+++ 読む文章 +++

2020-10-24 08:39:50 | Weblog
     『国分一太郎童謡集』(北の風出版)より

 昔、村の子は、むちゅうになってイナゴとりをした。

「汽車道なんご」
 「なんご」は「蝗」と書く。「いなご」のことである。国分はこの童謡集に「55いなごとりのこと」「56おばさりなんご」、そして、「69汽車道いなご」と「いなご」を題材にして三つの童謡を書いている。

 「いなごとり」では、「朝つゆあるうち とれとれ いなご」といい、「おばさりなんご」では、一どに二ひきとれるから、「せめれば たまる」といなごとりの応援をしている。当時、「いなごとり」は、学校でも奨励し、時には「いなごとり競争」のようなことさえさせていた。学校でも家庭でも、いなごは現金収入になっていたのである。子どもたちが夢中になって、いなごをおいかけて、「汽車道」、いまで言えば線路、その土手まで蝗をおいかけたら、命をうばわれることもある。そんなとき、「汽車道 蝗は にげかたじょうず」と語りかけているのである。「蝗とり 行くなら 汽車道へ 行くな」と注意もしているのである。

 それを、なるほどそうか、と思わせる表現で、リズムをともなって子どもたちに童謡で伝えている。命を守る、教師国分のやさしさと責任感が感じられる。(本書181頁より)

+++

イナゴとりの童謡を扱った文章から、「昔、村の子は、むちゅうになってイナゴとりをした。」から「られる。(本書181頁より)」までの部分を一字も変えずに書き写してください。 このあとのデータは、上の文章とは関係がありません。

+++ データ抜粋 +++

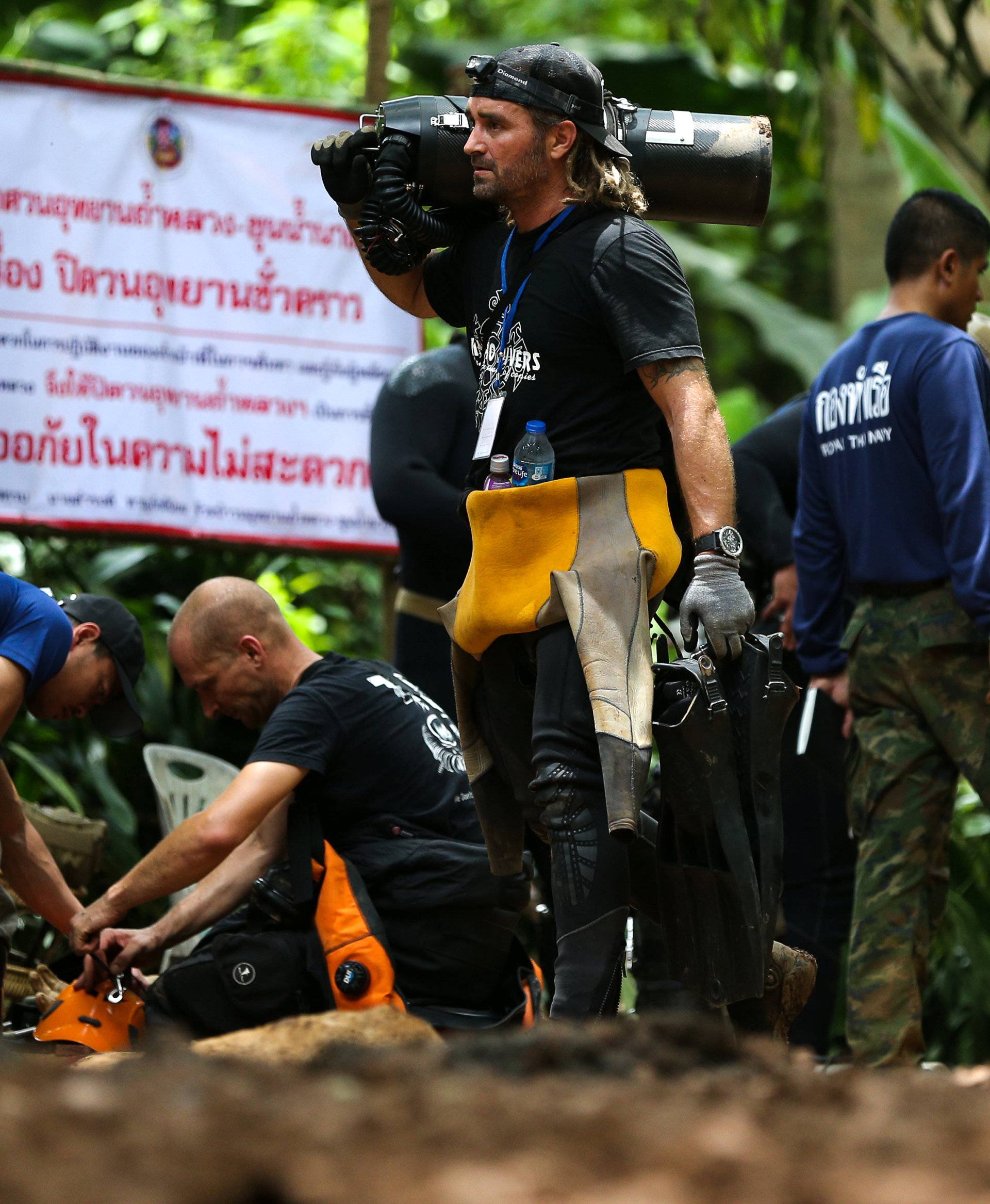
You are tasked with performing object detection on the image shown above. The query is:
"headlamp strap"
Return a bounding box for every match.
[468,59,605,124]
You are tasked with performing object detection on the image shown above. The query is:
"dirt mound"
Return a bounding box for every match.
[191,1008,443,1066]
[0,1021,990,1204]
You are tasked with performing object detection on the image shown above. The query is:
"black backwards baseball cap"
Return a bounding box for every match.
[59,594,144,738]
[465,42,629,159]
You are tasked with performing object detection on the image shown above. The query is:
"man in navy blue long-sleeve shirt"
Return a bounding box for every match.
[794,189,990,1066]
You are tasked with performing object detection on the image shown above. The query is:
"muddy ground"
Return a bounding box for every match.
[0,1017,990,1204]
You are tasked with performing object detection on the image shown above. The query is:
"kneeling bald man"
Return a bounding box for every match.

+++

→ 解答
昔、村の子は、むちゅうになってイナゴとりをした。

「汽車道なんご」
 「なんご」は「蝗」と書く。「いなご」のことである。国分はこの童謡集に「55いなごとりのこと」「56おばさりなんご」、そして、「69汽車道いなご」と「いなご」を題材にして三つの童謡を書いている。

 「いなごとり」では、「朝つゆあるうち とれとれ いなご」といい、「おばさりなんご」では、一どに二ひきとれるから、「せめれば たまる」といなごとりの応援をしている。当時、「いなごとり」は、学校でも奨励し、時には「いなごとり競争」のようなことさえさせていた。学校でも家庭でも、いなごは現金収入になっていたのである。子どもたちが夢中になって、いなごをおいかけて、「汽車道」、いまで言えば線路、その土手まで蝗をおいかけたら、命をうばわれることもある。そんなとき、「汽車道 蝗は にげかたじょうず」と語りかけているのである。「蝗とり 行くなら 汽車道へ 行くな」と注意もしているのである。

 それを、なるほどそうか、と思わせる表現で、リズムをともなって子どもたちに童謡で伝えている。命を守る、教師国分のやさしさと責任感が感じられる。(本書181頁より)